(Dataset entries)
-*-
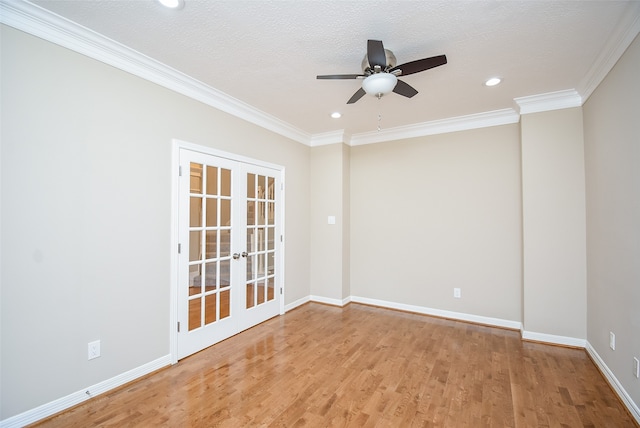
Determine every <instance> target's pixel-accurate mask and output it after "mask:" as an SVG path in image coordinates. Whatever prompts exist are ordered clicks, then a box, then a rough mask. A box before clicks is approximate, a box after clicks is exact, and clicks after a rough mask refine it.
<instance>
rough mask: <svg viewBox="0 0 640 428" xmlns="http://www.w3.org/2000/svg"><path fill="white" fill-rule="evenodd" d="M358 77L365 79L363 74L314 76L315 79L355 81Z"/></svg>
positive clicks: (334, 74) (348, 74)
mask: <svg viewBox="0 0 640 428" xmlns="http://www.w3.org/2000/svg"><path fill="white" fill-rule="evenodd" d="M358 77H365V76H364V74H324V75H321V76H316V79H357V78H358Z"/></svg>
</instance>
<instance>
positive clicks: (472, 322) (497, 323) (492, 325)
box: [351, 296, 522, 330]
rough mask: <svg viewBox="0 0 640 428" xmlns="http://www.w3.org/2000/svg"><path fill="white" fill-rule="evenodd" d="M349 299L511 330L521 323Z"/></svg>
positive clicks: (504, 320)
mask: <svg viewBox="0 0 640 428" xmlns="http://www.w3.org/2000/svg"><path fill="white" fill-rule="evenodd" d="M351 301H352V302H354V303H362V304H364V305H372V306H379V307H381V308H387V309H397V310H400V311H405V312H414V313H418V314H423V315H431V316H435V317H439V318H447V319H452V320H456V321H465V322H472V323H475V324H483V325H488V326H492V327H500V328H508V329H511V330H520V327H521V325H522V324H521V323H520V322H519V321H511V320H504V319H500V318H492V317H484V316H480V315H473V314H465V313H462V312H452V311H445V310H442V309H433V308H428V307H425V306H416V305H407V304H404V303H396V302H389V301H386V300H378V299H369V298H367V297H358V296H351Z"/></svg>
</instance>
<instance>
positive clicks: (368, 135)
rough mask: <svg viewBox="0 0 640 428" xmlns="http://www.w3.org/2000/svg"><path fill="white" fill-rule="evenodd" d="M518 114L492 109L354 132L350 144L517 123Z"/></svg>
mask: <svg viewBox="0 0 640 428" xmlns="http://www.w3.org/2000/svg"><path fill="white" fill-rule="evenodd" d="M519 120H520V116H519V115H518V113H517V112H516V111H515V110H514V109H512V108H507V109H502V110H494V111H489V112H484V113H476V114H470V115H467V116H458V117H452V118H448V119H441V120H434V121H430V122H423V123H418V124H415V125H408V126H400V127H397V128H390V129H385V130H382V131H371V132H364V133H360V134H354V135H353V136H352V137H351V138H350V140H349V142H348V143H349V145H350V146H361V145H364V144H373V143H382V142H385V141H391V140H401V139H405V138H414V137H423V136H426V135H436V134H446V133H449V132H457V131H467V130H470V129H478V128H487V127H490V126H498V125H507V124H511V123H518V121H519Z"/></svg>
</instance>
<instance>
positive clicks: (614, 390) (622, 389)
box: [585, 341, 640, 425]
mask: <svg viewBox="0 0 640 428" xmlns="http://www.w3.org/2000/svg"><path fill="white" fill-rule="evenodd" d="M585 349H586V350H587V353H588V354H589V356H590V357H591V359H592V360H593V362H594V363H595V364H596V366H598V369H600V371H601V372H602V374H603V375H604V377H605V378H606V379H607V382H609V385H611V388H612V389H613V390H614V391H615V392H616V394H618V397H620V400H622V403H623V404H624V405H625V406H626V407H627V410H629V413H631V416H633V417H634V418H635V420H636V422H637V423H638V425H640V407H638V405H637V404H636V403H634V401H633V399H632V398H631V396H630V395H629V393H628V392H627V391H626V390H625V389H624V387H623V386H622V384H621V383H620V381H619V380H618V378H617V377H616V376H615V375H614V374H613V372H612V371H611V369H609V366H607V364H606V363H605V362H604V360H603V359H602V358H601V357H600V355H599V354H598V352H597V351H596V350H595V348H594V347H593V346H592V345H591V343H589V341H587V342H586V346H585Z"/></svg>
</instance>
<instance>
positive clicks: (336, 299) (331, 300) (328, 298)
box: [309, 295, 351, 307]
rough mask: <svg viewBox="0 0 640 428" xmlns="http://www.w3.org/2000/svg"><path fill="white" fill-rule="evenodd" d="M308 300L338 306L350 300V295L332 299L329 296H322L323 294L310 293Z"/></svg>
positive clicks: (342, 305) (332, 305)
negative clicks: (316, 294) (318, 294)
mask: <svg viewBox="0 0 640 428" xmlns="http://www.w3.org/2000/svg"><path fill="white" fill-rule="evenodd" d="M309 297H310V300H311V301H312V302H316V303H323V304H325V305H331V306H339V307H343V306H345V305H347V304H348V303H350V302H351V297H346V298H344V299H342V300H341V299H333V298H330V297H323V296H314V295H311V296H309Z"/></svg>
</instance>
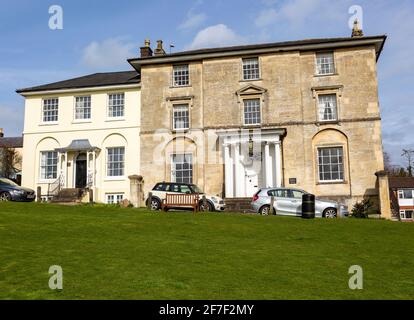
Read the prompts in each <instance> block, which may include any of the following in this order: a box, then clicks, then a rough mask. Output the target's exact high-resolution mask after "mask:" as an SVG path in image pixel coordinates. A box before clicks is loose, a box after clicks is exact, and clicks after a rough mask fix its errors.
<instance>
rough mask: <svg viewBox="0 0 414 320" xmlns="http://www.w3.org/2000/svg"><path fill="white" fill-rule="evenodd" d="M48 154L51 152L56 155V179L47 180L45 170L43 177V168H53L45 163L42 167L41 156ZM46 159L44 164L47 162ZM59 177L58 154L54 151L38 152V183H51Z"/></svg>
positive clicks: (55, 178)
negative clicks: (44, 167)
mask: <svg viewBox="0 0 414 320" xmlns="http://www.w3.org/2000/svg"><path fill="white" fill-rule="evenodd" d="M49 152H53V153H56V159H55V160H56V177H53V178H47V171H46V170H45V176H43V170H42V169H43V167H45V168H48V167H53V165H48V164H47V163H46V164H45V165H43V154H45V153H49ZM47 160H48V159H47V158H46V162H47ZM58 177H59V154H58V152H57V151H55V150H45V151H40V155H39V181H40V182H51V181H55V180H56V179H57V178H58Z"/></svg>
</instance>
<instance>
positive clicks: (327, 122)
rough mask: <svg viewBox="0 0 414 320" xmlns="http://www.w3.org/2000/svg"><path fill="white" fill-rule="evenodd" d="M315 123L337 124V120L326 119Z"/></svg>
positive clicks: (318, 125) (338, 124)
mask: <svg viewBox="0 0 414 320" xmlns="http://www.w3.org/2000/svg"><path fill="white" fill-rule="evenodd" d="M316 124H317V125H318V126H323V125H328V124H338V125H339V120H326V121H320V120H319V121H317V122H316Z"/></svg>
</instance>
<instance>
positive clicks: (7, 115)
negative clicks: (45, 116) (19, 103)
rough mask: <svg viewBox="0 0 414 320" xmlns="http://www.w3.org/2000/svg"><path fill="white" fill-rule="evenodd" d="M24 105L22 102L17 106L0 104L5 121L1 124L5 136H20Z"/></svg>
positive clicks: (0, 113)
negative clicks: (3, 131)
mask: <svg viewBox="0 0 414 320" xmlns="http://www.w3.org/2000/svg"><path fill="white" fill-rule="evenodd" d="M23 110H24V107H23V105H22V104H20V105H18V106H17V105H15V106H4V105H0V114H1V118H2V119H4V120H5V121H4V122H3V121H2V123H1V124H0V126H1V127H2V128H3V129H4V134H5V136H20V135H21V134H22V128H23V117H24V112H23Z"/></svg>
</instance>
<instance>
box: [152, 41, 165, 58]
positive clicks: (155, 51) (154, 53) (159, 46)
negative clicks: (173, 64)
mask: <svg viewBox="0 0 414 320" xmlns="http://www.w3.org/2000/svg"><path fill="white" fill-rule="evenodd" d="M154 55H156V56H160V55H165V50H164V48H163V47H162V40H157V48H156V49H155V50H154Z"/></svg>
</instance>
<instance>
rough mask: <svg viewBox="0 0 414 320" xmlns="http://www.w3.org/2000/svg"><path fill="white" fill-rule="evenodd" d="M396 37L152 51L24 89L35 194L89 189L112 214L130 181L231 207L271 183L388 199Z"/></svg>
mask: <svg viewBox="0 0 414 320" xmlns="http://www.w3.org/2000/svg"><path fill="white" fill-rule="evenodd" d="M385 40H386V36H363V34H362V32H361V30H358V28H357V26H356V27H355V28H354V31H353V34H352V37H344V38H329V39H311V40H301V41H288V42H280V43H268V44H258V45H244V46H234V47H222V48H210V49H200V50H193V51H186V52H178V53H173V54H166V52H165V51H164V49H163V47H162V41H158V43H157V47H156V49H155V50H154V51H153V50H152V49H151V47H150V42H149V40H147V41H146V42H145V45H144V46H143V47H142V48H141V51H140V52H141V56H140V57H139V58H133V59H129V60H128V62H129V63H130V64H131V66H132V67H133V68H134V69H135V70H134V71H125V72H118V73H116V72H115V73H100V74H93V75H88V76H84V77H80V78H75V79H70V80H65V81H60V82H57V83H52V84H48V85H42V86H37V87H32V88H26V89H21V90H18V91H17V92H18V93H20V94H21V95H23V96H24V97H25V100H26V110H25V126H24V144H25V148H24V152H23V153H24V161H23V185H25V186H27V187H31V188H34V189H35V188H37V187H41V190H42V193H48V190H50V188H51V186H53V185H54V184H57V185H59V186H60V188H63V189H64V188H85V187H86V188H90V189H93V191H94V192H93V193H94V200H95V201H99V202H108V203H113V202H118V201H120V200H122V199H123V198H129V197H130V192H129V180H128V176H129V175H141V176H143V178H144V181H145V183H144V192H145V193H147V192H148V191H149V190H151V188H152V187H153V186H154V185H155V184H156V183H157V182H160V181H172V182H188V183H195V184H197V185H198V186H199V187H201V188H203V189H204V190H205V191H206V192H208V193H212V194H218V195H220V196H223V197H225V198H249V197H251V196H252V195H253V194H254V193H255V192H256V191H257V190H258V189H260V188H262V187H270V186H271V187H278V186H285V187H294V188H301V189H304V190H306V191H308V192H311V193H314V194H316V195H317V196H318V197H325V198H330V199H337V200H341V201H346V202H348V204H352V203H353V202H355V201H356V200H358V199H361V198H363V197H366V196H369V197H374V198H375V197H378V195H379V194H380V192H379V191H380V190H379V189H381V188H379V187H380V186H385V187H383V188H382V189H384V190H386V191H385V192H383V194H388V183H387V181H386V179H385V178H384V177H383V175H378V178H377V177H376V175H375V173H377V172H381V170H383V167H384V165H383V153H382V141H381V117H380V111H379V102H378V81H377V60H378V59H379V57H380V54H381V51H382V49H383V46H384V43H385ZM382 189H381V190H382ZM381 194H382V193H381ZM381 207H382V208H386V207H387V206H386V205H385V206H384V205H382V206H381ZM388 207H389V206H388Z"/></svg>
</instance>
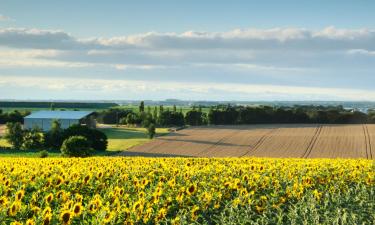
-*-
Pull out each line of the items above that contains the string "before". Case counts.

Determine every <instance> target's pixel-accurate mask and output it after "mask:" as an SVG path in image coordinates. Whatever prompts exist are ordered clicks, then a box, then a rough mask. A box before clicks is approximate, a box after clicks is exact, and clicks after a rough mask refine it.
Read the prompts in each <instance> block, which may include any of the following in this order: a box, then clicks, then a rough mask. Output the target's exact high-resolution mask after "mask:" as an SVG path in image pixel coordinates. A box before clicks is loose, a box after clicks is exact, and clicks after a rough mask fix its errors.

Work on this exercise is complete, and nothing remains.